SOURCE EXTRACT:
If we introduce another national lockdown and bring the rate of infection under control, what next? Lockdowns are very effective in putting the brakes on the rate of infection. The central problem though is that while they treat the symptoms of Covid, they are not a cure.
Covid is still there, spreading silently and asymptomatically, waiting for the lockdown to lift. And when it does the rate of infection increases once more, moving gradually but inevitably towards exponential spread and further lockdowns.
We are now stuck in a lockdown groundhog day. However, rather than outcomes improving through each iteration, in lockdown groundhog day every cycle leads to job losses, damage to businesses and economy, reduced access to the NHS for those with other conditions, and poorer health and deaths in the future from diseases related to poverty and socioeconomic deprivation. As the public grow tired of restrictions, ever-increasing levels of compulsion are required, eroding liberties while the patient continues to suffer.

DATA UNDER STUDY:

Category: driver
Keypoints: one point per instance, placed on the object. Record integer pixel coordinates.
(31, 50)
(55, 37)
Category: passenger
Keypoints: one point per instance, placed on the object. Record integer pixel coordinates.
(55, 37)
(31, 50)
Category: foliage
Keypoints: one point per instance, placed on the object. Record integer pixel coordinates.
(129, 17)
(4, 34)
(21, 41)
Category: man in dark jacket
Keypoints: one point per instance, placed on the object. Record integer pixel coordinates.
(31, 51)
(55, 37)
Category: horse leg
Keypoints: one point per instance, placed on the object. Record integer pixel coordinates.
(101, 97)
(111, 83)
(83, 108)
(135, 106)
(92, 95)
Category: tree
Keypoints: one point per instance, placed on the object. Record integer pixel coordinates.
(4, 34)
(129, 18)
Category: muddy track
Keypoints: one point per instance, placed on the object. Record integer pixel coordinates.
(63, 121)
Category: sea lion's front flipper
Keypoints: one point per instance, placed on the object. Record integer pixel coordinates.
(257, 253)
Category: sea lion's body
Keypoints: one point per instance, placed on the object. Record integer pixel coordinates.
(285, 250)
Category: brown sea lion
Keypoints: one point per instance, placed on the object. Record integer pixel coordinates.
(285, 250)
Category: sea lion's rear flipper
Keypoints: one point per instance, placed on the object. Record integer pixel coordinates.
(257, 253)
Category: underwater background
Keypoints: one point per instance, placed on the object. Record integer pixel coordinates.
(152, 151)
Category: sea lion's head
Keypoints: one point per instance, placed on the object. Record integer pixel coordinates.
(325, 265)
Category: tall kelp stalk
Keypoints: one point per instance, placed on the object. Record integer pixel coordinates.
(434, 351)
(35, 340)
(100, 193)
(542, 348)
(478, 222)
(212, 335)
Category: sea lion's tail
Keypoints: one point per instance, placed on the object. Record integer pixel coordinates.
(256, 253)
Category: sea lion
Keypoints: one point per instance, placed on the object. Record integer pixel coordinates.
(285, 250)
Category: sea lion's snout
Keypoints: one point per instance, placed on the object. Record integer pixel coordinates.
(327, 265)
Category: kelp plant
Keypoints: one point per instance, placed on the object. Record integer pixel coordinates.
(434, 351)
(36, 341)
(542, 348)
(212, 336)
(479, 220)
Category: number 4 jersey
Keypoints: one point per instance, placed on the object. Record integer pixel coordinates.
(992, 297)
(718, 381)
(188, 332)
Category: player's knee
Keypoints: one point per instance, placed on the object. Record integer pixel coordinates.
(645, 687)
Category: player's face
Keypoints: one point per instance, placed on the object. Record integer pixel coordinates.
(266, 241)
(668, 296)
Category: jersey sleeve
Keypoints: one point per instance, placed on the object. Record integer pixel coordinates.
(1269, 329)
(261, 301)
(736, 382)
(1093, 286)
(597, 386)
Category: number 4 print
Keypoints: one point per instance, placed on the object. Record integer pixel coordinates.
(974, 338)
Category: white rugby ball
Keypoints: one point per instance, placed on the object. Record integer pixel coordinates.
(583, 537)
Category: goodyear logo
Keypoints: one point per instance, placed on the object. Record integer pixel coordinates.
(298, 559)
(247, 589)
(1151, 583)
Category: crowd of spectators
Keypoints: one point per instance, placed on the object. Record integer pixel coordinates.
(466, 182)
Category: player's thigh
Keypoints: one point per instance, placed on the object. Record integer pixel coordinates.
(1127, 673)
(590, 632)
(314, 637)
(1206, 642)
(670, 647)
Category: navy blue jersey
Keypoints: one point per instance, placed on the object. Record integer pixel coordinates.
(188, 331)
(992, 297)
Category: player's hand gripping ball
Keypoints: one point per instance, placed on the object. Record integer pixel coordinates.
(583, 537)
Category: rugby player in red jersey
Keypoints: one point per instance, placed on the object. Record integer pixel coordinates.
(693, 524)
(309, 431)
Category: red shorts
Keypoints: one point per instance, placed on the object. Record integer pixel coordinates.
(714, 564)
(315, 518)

YOUR INSTRUCTIONS: List every harm that, according to the lockdown passage above, each cycle of "lockdown groundhog day" leads to.

TASK RESULT:
- Job losses
- Damage to businesses and economy
- Reduced access to the NHS for those with other conditions
- Poorer health and deaths in the future from diseases related to poverty and socioeconomic deprivation